**Short task**
Reproduce the entries from the line containing "find the distant land mass in the photo above" through the end of the entries, changing every "photo" to "image" and leaving all other text as it stands. Omit the pictures from the output.

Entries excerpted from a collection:
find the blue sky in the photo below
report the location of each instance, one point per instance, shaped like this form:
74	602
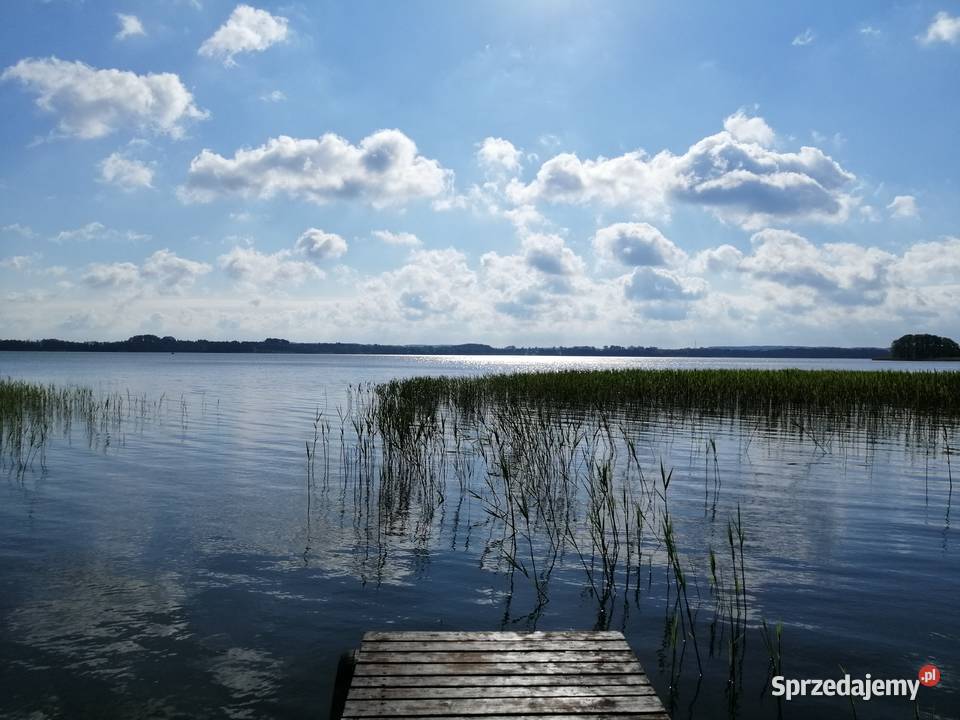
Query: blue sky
513	173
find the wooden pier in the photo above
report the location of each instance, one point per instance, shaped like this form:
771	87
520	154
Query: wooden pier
499	675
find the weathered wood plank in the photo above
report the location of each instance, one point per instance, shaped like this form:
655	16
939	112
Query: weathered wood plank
507	646
496	706
563	675
427	692
573	668
580	656
494	636
496	680
566	716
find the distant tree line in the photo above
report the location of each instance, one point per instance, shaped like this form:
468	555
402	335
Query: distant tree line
169	344
924	347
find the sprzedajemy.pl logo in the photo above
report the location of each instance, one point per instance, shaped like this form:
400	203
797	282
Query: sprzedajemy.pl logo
866	687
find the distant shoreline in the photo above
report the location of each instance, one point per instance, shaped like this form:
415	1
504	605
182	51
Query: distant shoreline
155	344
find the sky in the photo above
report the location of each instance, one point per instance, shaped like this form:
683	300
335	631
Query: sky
514	173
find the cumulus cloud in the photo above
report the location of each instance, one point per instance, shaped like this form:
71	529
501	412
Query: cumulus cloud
253	268
635	244
723	258
432	284
631	179
103	275
749	129
658	284
497	156
384	169
732	173
903	206
164	271
944	28
20	263
126	173
752	185
550	255
248	29
171	272
402	238
19	229
130	25
97	231
318	245
804	38
92	103
842	272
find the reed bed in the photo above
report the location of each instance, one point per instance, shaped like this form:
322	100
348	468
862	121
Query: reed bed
559	465
33	414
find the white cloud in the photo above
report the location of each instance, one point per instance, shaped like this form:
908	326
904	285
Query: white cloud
18	229
20	263
435	285
630	179
248	29
749	129
550	255
844	273
92	103
318	245
253	268
115	275
658	284
171	272
384	169
164	271
804	38
636	244
97	231
944	28
498	156
130	25
401	238
724	258
126	173
903	206
730	173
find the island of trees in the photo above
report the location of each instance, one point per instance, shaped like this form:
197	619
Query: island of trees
908	347
924	347
168	344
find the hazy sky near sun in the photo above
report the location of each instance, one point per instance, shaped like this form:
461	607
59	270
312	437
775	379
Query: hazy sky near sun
508	172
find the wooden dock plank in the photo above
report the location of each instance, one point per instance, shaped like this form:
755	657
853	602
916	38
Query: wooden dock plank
495	636
555	656
573	675
507	691
501	706
497	668
399	646
496	680
662	715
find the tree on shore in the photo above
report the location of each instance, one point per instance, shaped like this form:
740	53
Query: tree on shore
923	347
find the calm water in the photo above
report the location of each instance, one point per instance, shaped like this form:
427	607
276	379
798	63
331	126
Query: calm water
177	569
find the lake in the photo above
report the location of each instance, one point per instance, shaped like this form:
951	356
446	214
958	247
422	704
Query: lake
183	564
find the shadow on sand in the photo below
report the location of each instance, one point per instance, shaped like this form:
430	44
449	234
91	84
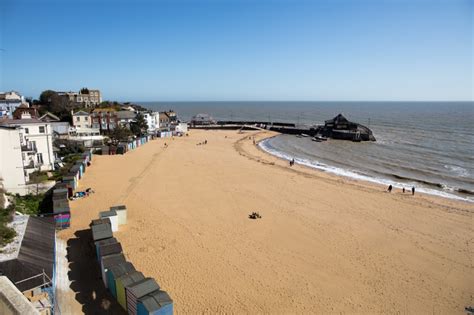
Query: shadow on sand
85	276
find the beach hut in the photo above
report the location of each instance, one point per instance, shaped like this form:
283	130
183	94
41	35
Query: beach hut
101	232
62	220
121	148
100	221
139	290
109	249
112	150
75	171
112	215
121	213
105	150
123	282
155	303
100	243
60	201
70	182
108	261
80	167
115	272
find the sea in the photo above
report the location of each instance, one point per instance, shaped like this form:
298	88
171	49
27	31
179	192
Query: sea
426	145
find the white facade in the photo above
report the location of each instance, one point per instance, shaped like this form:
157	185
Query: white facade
152	120
88	136
181	127
9	101
36	140
12	175
81	119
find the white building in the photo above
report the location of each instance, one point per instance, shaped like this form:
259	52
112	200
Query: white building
81	119
89	137
9	101
36	140
181	127
152	120
12	173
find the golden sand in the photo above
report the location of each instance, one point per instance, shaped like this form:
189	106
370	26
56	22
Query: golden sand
325	244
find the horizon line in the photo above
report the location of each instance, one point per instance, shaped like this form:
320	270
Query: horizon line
302	101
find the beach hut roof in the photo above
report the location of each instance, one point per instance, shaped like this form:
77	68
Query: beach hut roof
121	269
155	300
108	213
109	249
100	221
36	254
143	287
131	278
202	117
106	241
120	207
101	231
112	260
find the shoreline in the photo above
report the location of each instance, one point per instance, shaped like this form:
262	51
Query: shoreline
365	179
324	244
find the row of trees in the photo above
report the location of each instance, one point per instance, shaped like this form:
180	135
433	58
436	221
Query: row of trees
50	101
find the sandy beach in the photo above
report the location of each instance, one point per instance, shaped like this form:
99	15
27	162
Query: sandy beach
325	244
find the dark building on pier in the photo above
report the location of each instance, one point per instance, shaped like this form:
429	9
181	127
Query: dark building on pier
341	128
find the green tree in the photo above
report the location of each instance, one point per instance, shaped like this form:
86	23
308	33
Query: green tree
56	104
140	126
120	134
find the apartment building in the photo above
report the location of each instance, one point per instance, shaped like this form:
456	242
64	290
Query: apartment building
9	102
26	147
81	119
85	97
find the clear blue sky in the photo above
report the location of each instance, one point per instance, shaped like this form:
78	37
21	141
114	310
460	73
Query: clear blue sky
240	50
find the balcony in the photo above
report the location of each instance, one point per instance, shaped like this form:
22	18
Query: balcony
30	165
28	148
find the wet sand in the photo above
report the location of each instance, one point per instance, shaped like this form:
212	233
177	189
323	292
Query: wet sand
325	244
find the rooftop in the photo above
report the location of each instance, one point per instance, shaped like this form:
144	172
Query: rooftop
36	254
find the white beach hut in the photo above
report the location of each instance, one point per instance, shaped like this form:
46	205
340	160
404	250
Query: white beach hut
112	216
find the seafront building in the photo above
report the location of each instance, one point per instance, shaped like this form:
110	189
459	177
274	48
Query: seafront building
85	97
60	128
81	119
28	263
167	118
152	120
9	102
12	172
26	147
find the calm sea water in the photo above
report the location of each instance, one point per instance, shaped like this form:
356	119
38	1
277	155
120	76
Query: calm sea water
429	145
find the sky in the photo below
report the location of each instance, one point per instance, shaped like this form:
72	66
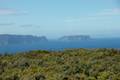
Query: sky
56	18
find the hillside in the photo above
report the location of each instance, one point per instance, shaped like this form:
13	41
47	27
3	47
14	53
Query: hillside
71	64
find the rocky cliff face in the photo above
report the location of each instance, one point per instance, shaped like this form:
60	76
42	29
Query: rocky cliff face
6	39
75	38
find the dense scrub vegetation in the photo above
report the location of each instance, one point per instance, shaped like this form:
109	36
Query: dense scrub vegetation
73	64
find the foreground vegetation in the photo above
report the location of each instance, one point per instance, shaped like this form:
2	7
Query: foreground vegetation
73	64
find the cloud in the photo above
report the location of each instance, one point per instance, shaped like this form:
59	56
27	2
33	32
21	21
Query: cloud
109	12
7	11
29	25
95	16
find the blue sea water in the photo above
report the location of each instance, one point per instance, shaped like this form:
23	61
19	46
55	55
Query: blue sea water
60	45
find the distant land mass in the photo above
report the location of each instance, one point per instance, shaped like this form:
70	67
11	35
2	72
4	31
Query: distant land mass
6	39
75	37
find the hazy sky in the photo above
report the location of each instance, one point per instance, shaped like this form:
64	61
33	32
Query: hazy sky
55	18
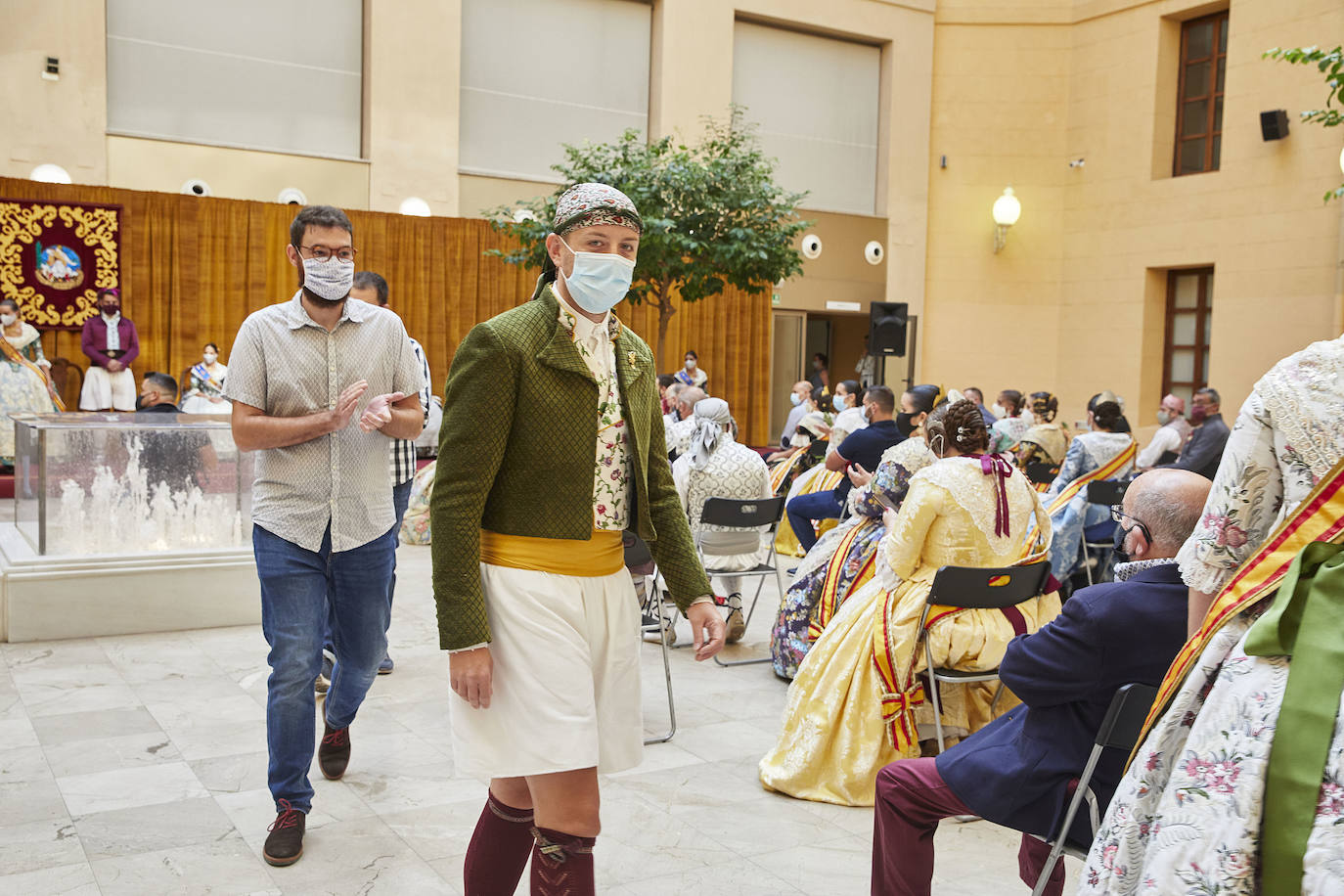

**Reply to the exercise**
find the distant land mass in the image above
report the location of each instance, one point per instance, shaped like this form:
70	67
11	35
2	72
4	31
Query: distant land mass
6	39
75	37
find the hazy sky in the image above
report the location of each instance, one point per instance, shaped like this form:
64	61
33	32
Query: hazy sky
55	18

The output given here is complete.